* What needs to be done:
When you reach the line containing "Query: tall leafy tree", include it and stop; until then, return each line of the material exactly, starting with the first.
- - - - -
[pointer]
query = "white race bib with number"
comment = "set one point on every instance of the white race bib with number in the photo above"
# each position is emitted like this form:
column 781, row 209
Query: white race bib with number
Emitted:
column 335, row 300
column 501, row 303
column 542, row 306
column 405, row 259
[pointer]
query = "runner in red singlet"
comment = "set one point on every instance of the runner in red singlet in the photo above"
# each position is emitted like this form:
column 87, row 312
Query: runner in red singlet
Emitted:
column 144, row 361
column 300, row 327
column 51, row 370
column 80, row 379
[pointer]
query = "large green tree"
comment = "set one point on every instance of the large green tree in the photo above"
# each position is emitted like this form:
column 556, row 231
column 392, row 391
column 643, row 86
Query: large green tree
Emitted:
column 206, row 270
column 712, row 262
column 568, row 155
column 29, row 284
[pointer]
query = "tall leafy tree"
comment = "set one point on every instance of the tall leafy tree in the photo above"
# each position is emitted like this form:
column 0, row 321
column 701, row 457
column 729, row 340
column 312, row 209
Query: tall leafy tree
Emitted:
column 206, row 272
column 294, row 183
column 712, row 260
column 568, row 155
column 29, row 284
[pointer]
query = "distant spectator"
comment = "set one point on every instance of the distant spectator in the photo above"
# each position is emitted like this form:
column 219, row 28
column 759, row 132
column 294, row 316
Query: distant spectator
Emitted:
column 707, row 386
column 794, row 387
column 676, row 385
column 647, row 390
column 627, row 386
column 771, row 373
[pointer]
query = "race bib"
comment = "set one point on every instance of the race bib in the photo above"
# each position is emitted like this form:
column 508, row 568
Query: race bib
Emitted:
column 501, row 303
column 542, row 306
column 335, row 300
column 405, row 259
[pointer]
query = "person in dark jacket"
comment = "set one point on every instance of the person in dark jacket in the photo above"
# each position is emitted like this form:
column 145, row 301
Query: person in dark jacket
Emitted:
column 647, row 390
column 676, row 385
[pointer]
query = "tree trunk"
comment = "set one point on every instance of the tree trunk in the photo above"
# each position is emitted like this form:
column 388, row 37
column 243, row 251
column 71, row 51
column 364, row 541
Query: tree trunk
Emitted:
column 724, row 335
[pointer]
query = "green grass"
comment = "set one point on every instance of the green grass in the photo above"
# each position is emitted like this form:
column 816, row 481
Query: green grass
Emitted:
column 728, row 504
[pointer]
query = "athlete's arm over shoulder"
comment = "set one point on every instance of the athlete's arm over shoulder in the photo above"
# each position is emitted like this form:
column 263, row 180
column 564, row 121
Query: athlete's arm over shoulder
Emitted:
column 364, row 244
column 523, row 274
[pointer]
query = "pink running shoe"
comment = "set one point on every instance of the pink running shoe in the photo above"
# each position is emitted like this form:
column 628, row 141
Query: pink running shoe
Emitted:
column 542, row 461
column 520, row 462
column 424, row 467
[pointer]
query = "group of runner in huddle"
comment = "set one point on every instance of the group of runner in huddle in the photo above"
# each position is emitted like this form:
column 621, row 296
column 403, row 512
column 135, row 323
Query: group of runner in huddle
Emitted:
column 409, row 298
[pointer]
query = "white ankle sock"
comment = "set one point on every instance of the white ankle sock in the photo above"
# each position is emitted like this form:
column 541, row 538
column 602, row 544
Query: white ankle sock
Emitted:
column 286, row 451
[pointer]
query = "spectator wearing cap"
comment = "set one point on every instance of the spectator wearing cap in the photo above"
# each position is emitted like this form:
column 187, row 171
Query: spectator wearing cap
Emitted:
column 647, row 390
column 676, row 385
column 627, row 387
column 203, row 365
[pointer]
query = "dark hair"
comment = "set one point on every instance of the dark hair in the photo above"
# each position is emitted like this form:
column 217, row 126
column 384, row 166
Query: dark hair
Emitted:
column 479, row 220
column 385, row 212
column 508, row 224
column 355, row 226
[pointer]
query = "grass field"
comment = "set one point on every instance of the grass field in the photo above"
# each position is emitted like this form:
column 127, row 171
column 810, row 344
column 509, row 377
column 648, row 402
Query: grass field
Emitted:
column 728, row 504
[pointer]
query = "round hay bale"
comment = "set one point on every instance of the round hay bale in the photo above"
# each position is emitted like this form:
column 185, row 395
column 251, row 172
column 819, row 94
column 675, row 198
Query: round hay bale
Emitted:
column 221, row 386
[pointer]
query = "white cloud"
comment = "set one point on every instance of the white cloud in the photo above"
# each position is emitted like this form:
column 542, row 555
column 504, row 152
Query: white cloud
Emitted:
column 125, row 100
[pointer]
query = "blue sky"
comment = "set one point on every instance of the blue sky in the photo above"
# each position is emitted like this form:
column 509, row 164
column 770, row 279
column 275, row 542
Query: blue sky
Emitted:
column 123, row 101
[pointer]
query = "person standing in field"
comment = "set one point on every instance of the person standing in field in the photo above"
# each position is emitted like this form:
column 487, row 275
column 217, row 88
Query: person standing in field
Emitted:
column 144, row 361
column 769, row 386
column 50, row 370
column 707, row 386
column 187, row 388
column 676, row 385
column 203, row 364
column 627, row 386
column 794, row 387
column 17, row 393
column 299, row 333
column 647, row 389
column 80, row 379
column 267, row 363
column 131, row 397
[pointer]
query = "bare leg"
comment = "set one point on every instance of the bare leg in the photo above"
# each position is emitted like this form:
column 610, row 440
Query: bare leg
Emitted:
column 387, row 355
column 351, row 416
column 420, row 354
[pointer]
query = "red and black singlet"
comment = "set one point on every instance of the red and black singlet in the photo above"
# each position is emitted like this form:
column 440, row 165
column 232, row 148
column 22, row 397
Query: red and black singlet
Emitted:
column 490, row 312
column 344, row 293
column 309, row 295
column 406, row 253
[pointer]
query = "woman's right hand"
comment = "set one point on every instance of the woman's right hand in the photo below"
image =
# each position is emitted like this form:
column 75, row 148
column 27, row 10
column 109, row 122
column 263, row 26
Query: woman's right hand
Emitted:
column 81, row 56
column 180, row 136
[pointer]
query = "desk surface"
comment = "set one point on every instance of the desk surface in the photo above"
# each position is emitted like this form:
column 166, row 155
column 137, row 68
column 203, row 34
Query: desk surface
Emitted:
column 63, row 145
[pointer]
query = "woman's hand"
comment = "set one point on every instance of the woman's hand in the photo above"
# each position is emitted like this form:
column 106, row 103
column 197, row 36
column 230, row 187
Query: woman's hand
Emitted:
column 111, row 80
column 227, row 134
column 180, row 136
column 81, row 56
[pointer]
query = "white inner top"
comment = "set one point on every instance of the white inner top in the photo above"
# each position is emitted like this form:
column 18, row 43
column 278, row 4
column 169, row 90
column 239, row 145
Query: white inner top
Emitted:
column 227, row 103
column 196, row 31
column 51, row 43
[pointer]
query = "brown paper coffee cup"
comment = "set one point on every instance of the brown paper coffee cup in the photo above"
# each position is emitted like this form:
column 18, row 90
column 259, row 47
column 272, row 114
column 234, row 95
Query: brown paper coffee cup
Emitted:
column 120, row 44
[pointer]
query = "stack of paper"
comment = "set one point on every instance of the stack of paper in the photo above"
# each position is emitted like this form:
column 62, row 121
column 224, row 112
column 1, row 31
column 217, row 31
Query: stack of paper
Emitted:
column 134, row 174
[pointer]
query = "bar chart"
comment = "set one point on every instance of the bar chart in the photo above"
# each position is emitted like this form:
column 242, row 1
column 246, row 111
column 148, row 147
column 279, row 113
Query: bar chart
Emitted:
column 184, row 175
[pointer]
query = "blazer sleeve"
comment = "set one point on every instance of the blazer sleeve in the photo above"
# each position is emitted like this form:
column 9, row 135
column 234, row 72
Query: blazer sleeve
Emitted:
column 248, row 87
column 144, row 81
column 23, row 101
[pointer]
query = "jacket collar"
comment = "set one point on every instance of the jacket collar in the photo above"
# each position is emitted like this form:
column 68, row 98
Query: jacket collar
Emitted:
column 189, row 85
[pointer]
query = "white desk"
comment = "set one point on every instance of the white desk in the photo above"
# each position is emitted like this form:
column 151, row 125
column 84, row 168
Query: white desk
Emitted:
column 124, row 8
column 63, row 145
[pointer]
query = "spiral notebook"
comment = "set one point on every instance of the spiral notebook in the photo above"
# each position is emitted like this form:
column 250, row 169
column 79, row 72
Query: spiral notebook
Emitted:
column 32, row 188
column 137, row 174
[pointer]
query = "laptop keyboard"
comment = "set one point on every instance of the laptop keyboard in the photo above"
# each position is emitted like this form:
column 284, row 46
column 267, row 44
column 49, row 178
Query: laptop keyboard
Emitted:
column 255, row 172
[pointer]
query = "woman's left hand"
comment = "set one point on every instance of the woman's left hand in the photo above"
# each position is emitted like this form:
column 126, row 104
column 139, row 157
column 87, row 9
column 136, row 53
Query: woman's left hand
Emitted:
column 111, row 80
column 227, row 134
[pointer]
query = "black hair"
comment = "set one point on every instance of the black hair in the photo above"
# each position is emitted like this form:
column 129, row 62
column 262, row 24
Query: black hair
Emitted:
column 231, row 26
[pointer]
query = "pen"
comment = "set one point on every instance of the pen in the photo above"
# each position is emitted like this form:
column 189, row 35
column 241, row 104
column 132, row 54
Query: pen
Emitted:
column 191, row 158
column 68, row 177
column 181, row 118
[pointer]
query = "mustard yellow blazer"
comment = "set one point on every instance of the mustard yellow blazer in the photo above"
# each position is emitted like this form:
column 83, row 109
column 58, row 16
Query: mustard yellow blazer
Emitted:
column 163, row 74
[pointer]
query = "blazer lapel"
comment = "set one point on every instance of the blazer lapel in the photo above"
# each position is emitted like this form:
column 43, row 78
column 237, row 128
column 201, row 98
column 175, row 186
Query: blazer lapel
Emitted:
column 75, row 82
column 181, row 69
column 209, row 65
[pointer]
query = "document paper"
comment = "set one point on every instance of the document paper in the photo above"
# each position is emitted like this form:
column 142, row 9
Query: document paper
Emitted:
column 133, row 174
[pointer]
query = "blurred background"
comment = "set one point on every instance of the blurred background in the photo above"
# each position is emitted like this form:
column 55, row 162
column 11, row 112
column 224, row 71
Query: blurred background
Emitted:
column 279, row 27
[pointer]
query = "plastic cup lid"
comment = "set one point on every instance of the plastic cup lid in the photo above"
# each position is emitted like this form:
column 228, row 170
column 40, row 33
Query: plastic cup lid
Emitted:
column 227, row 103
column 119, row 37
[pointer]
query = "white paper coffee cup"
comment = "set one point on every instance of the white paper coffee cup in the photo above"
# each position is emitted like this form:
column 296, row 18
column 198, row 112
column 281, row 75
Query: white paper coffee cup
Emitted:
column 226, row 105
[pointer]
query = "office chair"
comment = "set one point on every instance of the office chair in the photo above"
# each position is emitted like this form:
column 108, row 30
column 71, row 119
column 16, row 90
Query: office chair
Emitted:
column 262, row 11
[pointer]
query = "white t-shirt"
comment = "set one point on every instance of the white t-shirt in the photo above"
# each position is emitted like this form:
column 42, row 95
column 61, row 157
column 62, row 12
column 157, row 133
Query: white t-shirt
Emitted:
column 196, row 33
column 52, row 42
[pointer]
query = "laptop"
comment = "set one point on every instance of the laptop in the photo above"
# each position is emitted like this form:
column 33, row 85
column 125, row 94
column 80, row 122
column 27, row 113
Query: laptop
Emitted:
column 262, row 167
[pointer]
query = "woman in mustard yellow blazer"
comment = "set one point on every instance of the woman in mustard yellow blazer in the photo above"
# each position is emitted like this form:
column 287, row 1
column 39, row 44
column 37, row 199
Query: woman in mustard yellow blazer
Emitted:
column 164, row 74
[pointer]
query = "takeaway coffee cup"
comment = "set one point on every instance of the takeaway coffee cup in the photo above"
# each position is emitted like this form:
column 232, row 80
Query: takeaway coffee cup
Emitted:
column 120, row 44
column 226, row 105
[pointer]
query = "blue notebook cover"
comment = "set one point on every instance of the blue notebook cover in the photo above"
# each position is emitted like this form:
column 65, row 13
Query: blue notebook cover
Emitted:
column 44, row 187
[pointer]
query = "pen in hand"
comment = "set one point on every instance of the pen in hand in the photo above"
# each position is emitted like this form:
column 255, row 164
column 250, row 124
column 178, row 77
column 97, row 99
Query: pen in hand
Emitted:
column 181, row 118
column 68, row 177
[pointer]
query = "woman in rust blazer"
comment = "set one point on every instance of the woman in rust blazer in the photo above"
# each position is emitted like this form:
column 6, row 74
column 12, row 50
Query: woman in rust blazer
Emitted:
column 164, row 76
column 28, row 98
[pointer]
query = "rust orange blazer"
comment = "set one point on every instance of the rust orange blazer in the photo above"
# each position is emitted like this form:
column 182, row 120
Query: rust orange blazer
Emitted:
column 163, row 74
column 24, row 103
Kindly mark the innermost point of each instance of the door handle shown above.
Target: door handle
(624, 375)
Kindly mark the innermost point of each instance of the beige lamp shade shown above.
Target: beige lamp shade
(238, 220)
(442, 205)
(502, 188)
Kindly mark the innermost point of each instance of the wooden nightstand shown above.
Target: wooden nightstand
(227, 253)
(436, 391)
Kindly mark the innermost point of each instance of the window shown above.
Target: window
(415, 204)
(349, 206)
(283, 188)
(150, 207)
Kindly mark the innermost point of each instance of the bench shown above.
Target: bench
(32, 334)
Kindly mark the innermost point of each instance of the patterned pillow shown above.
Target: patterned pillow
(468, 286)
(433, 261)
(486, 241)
- - - - -
* Final answer:
[pointer]
query = "white race bib with number"
comment = "set one point on every instance of the white race bib with number in the photo above"
# each position is emitted like this form:
column 781, row 209
Query: white race bib with number
Emitted:
column 335, row 300
column 501, row 303
column 542, row 306
column 405, row 259
[pointer]
query = "runner in red singlet"
comment = "set one point on every instance of the runner in red singlet in the photo above"
# each position is emitted like this form:
column 87, row 312
Query: runner in red singlet
Emitted:
column 144, row 361
column 300, row 327
column 51, row 370
column 80, row 379
[pointer]
query = "large green tree"
comment = "set one point on every instance of the large green tree in the photo above"
# each position is emitted like this form:
column 556, row 231
column 392, row 391
column 643, row 86
Query: large green tree
Emitted:
column 206, row 270
column 712, row 262
column 568, row 155
column 29, row 284
[pointer]
query = "tall leafy tree"
comment = "set one point on every instance of the tall leafy tree in the photo above"
# each position is emitted like this form:
column 0, row 321
column 701, row 457
column 729, row 340
column 312, row 209
Query: tall leafy tree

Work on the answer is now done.